++++ STORED DATA ++++
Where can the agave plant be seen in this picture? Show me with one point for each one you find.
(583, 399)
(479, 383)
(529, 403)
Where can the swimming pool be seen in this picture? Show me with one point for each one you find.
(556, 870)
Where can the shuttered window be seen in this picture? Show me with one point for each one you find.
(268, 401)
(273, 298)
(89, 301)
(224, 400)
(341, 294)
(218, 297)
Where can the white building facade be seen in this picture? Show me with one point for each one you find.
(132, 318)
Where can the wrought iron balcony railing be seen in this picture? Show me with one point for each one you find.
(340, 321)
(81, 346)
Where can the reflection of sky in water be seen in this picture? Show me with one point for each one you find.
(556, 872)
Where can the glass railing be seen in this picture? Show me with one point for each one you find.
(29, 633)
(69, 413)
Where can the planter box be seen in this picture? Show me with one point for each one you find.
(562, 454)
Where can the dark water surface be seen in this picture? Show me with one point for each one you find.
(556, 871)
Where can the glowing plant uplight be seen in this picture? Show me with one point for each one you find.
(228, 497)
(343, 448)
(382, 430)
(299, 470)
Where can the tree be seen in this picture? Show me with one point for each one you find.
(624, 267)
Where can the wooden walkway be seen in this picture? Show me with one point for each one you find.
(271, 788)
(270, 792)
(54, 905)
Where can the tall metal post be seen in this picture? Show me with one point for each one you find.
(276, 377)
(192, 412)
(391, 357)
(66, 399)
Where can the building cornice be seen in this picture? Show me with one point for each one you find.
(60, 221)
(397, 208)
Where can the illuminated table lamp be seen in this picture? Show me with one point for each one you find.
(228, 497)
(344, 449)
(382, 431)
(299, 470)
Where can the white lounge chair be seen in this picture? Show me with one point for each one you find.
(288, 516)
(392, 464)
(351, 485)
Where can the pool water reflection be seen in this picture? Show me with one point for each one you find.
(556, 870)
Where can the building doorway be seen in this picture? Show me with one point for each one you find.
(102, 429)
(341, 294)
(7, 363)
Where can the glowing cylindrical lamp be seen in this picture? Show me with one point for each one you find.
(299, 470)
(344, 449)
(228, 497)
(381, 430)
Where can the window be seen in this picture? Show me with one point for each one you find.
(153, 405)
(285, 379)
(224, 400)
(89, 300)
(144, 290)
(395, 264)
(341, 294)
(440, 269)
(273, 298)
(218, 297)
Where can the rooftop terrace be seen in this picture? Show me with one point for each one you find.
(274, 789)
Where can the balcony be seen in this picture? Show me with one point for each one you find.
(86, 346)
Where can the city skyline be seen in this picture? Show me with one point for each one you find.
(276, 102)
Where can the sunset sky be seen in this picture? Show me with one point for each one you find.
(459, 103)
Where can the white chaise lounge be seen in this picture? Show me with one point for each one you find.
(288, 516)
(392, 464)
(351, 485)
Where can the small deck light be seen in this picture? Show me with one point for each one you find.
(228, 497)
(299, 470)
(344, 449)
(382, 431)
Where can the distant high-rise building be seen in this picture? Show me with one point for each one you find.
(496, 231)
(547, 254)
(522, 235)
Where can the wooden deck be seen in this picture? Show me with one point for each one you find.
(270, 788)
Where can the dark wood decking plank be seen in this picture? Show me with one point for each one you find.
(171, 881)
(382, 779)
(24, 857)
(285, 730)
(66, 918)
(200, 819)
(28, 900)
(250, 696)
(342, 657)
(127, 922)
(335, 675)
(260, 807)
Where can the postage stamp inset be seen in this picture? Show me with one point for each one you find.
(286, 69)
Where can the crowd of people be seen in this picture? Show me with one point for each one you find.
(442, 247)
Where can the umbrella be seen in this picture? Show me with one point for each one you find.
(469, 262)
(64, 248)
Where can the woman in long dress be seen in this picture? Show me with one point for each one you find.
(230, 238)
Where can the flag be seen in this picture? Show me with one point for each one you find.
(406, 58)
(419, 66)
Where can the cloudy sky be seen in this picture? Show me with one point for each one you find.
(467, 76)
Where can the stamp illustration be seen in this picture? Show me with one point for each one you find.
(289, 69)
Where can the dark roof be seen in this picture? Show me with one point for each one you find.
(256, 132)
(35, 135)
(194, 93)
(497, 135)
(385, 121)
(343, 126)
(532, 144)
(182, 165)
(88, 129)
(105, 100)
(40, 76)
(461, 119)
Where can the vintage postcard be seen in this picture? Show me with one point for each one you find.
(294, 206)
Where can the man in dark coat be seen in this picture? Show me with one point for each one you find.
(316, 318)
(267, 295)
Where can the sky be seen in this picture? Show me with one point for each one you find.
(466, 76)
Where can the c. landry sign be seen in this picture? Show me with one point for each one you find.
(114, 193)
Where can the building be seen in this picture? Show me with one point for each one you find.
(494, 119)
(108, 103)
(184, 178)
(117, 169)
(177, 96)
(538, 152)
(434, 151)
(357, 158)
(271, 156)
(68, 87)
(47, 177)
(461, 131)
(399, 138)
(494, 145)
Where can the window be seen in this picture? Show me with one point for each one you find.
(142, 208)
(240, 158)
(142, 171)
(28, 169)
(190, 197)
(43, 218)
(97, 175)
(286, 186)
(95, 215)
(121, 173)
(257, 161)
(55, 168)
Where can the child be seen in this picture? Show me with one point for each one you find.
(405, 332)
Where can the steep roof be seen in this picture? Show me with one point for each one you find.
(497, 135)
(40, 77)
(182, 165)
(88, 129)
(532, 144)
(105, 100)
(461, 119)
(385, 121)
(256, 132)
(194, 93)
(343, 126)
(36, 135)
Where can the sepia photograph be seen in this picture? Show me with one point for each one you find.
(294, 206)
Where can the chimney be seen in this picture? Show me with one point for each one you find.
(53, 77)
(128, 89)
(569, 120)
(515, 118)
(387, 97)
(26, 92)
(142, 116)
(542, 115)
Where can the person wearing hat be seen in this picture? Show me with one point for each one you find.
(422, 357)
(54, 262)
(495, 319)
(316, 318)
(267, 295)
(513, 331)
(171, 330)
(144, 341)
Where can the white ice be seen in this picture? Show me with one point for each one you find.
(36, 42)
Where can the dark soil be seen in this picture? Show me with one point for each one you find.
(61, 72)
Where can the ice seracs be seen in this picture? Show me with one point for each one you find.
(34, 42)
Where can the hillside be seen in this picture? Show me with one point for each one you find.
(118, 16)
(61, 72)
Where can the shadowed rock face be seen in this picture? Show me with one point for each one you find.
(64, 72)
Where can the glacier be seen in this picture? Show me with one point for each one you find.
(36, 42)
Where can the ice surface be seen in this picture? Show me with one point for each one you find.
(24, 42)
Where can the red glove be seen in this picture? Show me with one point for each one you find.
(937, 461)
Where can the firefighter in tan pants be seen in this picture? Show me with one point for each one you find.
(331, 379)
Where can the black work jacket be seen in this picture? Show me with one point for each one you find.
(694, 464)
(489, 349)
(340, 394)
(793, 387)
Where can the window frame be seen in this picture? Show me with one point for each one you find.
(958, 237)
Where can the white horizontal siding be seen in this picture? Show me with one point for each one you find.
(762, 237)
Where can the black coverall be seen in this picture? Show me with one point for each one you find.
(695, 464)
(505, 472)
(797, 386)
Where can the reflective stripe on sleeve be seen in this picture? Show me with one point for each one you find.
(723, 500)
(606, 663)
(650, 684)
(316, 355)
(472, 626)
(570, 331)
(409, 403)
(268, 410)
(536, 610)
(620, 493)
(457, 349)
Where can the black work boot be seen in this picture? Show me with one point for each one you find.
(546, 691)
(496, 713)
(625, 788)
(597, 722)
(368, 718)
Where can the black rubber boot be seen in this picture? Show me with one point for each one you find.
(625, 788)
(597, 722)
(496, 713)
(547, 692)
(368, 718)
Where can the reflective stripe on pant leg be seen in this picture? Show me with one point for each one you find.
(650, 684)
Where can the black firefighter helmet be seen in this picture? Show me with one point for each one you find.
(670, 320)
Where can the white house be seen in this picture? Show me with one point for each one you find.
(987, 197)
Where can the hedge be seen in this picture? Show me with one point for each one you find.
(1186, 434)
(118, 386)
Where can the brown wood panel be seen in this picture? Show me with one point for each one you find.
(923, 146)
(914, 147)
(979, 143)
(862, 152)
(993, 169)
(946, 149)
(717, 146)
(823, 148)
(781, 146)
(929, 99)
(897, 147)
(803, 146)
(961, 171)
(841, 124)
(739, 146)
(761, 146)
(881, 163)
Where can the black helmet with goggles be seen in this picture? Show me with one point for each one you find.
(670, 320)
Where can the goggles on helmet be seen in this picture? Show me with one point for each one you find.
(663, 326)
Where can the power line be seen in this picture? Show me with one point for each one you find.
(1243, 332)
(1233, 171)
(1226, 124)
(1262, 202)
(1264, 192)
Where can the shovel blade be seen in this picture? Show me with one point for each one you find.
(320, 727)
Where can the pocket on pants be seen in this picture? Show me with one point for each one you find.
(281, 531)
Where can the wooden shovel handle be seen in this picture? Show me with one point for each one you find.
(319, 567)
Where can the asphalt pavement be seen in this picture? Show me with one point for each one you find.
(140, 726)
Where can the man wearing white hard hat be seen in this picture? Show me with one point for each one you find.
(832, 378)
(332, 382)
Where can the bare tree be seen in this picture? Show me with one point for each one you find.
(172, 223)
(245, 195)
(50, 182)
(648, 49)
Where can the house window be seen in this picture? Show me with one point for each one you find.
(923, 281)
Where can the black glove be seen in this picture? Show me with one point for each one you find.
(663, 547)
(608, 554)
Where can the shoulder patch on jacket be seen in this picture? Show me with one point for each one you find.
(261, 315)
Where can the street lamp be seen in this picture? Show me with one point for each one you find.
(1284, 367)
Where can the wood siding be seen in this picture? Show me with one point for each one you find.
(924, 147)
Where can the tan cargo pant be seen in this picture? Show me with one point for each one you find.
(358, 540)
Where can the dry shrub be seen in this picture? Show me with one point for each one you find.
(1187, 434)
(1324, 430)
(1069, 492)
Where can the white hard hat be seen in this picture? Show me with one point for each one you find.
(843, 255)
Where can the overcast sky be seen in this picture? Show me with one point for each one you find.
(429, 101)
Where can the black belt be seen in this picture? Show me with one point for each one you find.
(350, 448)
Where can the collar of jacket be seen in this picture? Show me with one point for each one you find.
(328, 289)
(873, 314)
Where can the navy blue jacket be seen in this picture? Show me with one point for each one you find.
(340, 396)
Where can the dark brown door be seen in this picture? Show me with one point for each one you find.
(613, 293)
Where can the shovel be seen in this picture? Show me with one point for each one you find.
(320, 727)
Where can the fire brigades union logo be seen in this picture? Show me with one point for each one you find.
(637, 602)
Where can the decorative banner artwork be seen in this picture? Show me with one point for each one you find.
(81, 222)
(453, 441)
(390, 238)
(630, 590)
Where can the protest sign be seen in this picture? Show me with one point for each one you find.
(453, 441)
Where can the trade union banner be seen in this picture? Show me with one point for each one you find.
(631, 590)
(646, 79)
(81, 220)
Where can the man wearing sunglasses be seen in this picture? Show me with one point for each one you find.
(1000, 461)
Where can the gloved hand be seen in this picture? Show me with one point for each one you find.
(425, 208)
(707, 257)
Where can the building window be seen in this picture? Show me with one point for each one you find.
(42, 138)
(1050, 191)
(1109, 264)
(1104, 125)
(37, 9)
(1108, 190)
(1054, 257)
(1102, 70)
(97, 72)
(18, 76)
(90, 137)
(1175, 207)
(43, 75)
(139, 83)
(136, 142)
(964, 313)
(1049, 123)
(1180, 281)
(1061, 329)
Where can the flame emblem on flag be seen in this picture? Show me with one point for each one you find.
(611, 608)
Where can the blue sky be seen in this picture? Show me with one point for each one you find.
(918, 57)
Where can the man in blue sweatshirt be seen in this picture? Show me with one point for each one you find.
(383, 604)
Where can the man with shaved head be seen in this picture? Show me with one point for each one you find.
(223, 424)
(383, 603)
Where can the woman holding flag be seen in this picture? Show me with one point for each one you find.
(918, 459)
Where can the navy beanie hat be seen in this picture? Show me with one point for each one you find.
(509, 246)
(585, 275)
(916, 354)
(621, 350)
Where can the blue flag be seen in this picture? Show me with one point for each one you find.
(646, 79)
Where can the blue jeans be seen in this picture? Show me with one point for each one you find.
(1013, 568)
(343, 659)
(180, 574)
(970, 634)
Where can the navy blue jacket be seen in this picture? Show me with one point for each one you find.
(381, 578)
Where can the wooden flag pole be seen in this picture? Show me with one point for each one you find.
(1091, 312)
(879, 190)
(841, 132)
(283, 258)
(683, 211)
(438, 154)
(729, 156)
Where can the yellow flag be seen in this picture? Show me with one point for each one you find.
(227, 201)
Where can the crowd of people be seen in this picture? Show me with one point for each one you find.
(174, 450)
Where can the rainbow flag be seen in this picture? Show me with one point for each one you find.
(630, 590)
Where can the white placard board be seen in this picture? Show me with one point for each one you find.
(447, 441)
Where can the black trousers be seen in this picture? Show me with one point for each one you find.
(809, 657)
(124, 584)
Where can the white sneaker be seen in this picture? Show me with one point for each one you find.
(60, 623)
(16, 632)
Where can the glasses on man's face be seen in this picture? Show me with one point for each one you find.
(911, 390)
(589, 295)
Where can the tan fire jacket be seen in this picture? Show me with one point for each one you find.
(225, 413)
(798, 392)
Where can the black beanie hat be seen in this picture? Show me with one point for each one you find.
++++
WHAT IS NEEDED:
Only this range is to be output: the line that contains "Where can the yellow" through the last line of the records above, both inclusive.

SOLUTION:
Where can the yellow flag be seen in this picture? Show me with one point for each one you find.
(227, 201)
Where can the crowd of people be seen in this picture? Show me with one point for each one you find.
(174, 450)
Where can the rainbow flag be seen in this picture? Show me with one point for each one you find.
(630, 590)
Where can the white placard board be seen in this picture? Show me with one point for each one you find.
(447, 441)
Where can the black trousers be seen in this picture? Show me with one point for each one you find.
(809, 657)
(124, 584)
Where can the white sneaker be seen in this picture? Show me with one point for each one you find.
(60, 623)
(16, 632)
Where can the glasses on man's face be seen in this picture? Show me with one point for each one you find.
(911, 390)
(589, 295)
Where can the tan fire jacket be seen in this picture? Show me with one point for each one you find.
(225, 413)
(798, 392)
Where can the black beanie hat be seen in this picture? Show me with one point for each one you find.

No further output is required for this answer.